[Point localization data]
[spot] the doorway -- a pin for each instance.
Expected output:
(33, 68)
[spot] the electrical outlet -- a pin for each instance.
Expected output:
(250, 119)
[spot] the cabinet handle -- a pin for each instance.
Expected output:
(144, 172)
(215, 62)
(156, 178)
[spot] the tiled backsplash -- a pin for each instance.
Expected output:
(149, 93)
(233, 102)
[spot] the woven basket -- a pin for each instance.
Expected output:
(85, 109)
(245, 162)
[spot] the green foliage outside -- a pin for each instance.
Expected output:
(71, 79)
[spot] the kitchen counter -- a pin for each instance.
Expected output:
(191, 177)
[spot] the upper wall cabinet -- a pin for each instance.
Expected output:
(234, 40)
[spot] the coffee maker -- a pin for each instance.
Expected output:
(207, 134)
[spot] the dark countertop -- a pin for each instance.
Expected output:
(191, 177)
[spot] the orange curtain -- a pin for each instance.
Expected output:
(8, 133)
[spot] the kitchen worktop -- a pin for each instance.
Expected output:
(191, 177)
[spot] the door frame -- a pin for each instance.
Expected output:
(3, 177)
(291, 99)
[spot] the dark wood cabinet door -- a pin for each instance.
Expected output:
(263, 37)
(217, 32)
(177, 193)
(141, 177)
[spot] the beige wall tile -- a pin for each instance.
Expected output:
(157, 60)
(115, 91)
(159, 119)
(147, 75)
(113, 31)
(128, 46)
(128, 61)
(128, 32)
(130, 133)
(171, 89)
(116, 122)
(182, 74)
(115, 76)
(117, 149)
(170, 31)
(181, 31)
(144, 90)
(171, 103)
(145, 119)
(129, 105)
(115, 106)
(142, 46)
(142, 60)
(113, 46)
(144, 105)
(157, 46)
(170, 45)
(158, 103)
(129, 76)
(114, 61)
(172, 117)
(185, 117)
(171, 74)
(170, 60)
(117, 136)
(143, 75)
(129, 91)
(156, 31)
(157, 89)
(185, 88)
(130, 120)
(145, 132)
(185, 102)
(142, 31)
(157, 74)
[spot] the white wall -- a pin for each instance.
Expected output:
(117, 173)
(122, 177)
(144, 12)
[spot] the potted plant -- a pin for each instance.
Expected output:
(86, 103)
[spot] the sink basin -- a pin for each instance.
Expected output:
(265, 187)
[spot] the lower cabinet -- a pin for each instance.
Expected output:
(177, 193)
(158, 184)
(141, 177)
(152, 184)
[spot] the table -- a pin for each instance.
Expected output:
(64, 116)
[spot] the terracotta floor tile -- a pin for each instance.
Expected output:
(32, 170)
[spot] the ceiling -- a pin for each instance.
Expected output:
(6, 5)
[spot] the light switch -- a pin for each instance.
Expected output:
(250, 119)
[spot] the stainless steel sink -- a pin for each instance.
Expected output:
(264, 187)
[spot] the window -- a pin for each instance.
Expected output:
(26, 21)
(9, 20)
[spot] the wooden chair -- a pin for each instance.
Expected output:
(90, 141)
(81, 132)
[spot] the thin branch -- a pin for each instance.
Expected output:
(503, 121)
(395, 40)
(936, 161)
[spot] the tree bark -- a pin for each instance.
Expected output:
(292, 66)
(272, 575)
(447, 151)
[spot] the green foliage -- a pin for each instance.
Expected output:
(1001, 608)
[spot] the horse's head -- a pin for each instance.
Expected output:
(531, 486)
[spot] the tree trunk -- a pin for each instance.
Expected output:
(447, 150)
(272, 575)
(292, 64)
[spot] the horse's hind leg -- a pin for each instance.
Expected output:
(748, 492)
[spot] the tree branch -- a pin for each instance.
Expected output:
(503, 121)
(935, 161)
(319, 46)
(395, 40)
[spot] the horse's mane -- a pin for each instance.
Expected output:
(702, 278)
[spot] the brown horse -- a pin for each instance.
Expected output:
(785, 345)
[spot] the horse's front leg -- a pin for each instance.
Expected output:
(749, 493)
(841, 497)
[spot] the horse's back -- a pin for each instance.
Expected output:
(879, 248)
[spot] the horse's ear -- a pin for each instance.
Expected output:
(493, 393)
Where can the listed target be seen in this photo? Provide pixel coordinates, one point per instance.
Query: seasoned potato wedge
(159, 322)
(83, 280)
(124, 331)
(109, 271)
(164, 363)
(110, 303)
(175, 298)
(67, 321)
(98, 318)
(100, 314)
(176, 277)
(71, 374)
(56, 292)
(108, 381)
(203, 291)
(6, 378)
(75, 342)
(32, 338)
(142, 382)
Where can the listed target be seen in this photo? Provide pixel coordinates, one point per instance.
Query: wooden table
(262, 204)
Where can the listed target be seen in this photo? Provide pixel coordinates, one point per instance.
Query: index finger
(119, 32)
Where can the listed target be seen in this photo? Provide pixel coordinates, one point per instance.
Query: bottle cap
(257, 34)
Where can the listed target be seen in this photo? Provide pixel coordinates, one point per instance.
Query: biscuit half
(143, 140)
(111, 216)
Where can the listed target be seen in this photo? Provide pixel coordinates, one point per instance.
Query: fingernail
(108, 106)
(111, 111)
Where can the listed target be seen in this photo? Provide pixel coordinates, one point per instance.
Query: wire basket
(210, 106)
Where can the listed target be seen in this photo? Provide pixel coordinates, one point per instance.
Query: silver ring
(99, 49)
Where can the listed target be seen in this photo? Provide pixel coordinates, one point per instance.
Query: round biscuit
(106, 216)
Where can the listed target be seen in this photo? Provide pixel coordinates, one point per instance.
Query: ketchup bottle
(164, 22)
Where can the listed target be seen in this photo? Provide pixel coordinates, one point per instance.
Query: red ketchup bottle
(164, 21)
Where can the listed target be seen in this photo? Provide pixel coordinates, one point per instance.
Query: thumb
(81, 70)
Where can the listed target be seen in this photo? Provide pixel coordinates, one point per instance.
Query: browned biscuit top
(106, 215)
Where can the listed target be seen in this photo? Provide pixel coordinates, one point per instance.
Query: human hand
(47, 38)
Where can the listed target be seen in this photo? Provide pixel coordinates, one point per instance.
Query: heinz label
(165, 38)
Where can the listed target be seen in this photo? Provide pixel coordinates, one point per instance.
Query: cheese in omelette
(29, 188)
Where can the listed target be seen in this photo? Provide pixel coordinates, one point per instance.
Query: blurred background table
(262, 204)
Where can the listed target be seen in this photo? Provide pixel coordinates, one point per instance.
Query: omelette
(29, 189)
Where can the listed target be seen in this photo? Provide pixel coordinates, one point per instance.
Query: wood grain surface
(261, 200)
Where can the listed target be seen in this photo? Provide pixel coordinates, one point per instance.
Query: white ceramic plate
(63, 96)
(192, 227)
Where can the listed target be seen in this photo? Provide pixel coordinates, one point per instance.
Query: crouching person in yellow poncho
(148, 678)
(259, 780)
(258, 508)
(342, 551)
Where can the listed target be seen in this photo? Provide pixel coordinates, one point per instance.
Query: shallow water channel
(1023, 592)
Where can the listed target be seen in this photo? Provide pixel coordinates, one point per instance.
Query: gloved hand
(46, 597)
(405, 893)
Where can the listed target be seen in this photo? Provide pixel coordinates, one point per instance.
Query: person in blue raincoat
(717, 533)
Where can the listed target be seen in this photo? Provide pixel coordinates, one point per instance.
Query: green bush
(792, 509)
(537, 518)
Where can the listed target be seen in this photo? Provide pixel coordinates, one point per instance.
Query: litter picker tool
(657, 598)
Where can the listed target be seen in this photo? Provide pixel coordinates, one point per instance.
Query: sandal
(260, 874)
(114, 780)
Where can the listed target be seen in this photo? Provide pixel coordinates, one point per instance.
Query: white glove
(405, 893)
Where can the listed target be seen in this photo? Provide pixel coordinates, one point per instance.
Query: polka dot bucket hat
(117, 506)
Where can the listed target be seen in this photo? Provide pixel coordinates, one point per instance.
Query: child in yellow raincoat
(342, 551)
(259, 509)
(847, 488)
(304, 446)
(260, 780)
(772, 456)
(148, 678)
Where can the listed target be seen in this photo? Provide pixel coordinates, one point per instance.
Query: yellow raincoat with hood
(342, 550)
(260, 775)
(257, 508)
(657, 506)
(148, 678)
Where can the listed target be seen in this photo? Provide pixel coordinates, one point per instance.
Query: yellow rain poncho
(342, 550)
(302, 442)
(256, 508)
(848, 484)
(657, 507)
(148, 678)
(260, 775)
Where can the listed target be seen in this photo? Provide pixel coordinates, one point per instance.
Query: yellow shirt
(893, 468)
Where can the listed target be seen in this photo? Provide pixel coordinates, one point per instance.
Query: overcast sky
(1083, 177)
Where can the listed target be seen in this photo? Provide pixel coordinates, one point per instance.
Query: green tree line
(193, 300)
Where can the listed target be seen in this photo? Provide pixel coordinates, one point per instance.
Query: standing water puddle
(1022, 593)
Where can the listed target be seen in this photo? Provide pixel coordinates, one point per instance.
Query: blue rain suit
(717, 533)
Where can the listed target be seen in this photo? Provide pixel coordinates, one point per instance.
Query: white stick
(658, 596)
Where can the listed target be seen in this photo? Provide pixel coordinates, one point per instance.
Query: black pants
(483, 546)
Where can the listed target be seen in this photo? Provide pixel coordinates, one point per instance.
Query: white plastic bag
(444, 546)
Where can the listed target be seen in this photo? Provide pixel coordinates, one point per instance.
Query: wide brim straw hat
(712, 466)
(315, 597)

**Problem to solve:**
Only the lines from the start of the data to the line holding "[spot] the lower" are wanted; return them exactly, both ends included.

**Answer box:**
[spot] the doorway -- a pin for each instance.
Expected output:
(33, 68)
[spot] the electrical outlet -- a pin for each instance.
Expected output:
(250, 119)
[spot] the cabinet handle -- a pin for each instance.
Expected output:
(144, 172)
(215, 62)
(156, 178)
[spot] the tiled backsplash -- a pin for each instance.
Expected output:
(149, 93)
(233, 102)
[spot] the woven basket -- a pin for each instance.
Expected output:
(85, 109)
(245, 162)
[spot] the green foliage outside -- a pin for each instance.
Expected output:
(71, 79)
[spot] the kitchen counter -- a pin for each instance.
Expected output:
(191, 177)
[spot] the upper wall cabinet -- a pin for each instance.
Expected output:
(234, 40)
[spot] the coffee maker -- a pin for each instance.
Expected output:
(207, 134)
[spot] the dark countertop -- a pin for each instance.
Expected output:
(191, 177)
[spot] the orange curtain -- a pin for each instance.
Expected output:
(8, 133)
[spot] the kitchen worktop -- a pin for each instance.
Expected output:
(191, 177)
[spot] the door frame -- a pin for each instance.
Expected output:
(3, 177)
(291, 99)
[spot] the dark wood cabinet door -- a pin for each instance.
Expected output:
(263, 37)
(217, 32)
(177, 193)
(141, 177)
[spot] the beige wall tile -- a pin for each instance.
Expected output:
(157, 60)
(115, 91)
(159, 119)
(147, 75)
(113, 31)
(128, 46)
(128, 61)
(128, 32)
(130, 133)
(171, 89)
(116, 122)
(182, 74)
(115, 76)
(117, 149)
(170, 31)
(181, 31)
(144, 90)
(171, 103)
(145, 119)
(129, 105)
(115, 106)
(142, 46)
(142, 60)
(113, 46)
(144, 105)
(157, 46)
(170, 45)
(158, 103)
(129, 76)
(114, 61)
(172, 117)
(185, 117)
(171, 74)
(170, 60)
(117, 136)
(143, 75)
(129, 91)
(156, 31)
(157, 89)
(185, 88)
(130, 120)
(145, 132)
(185, 102)
(142, 31)
(157, 74)
[spot] the white wall -- a pin for each instance.
Expected output:
(117, 173)
(122, 177)
(144, 12)
[spot] the potted plant -- a pin for each instance.
Expected output:
(86, 103)
[spot] the sink basin -- a pin for each instance.
Expected output:
(265, 187)
[spot] the lower cabinet -- a pin for each instance.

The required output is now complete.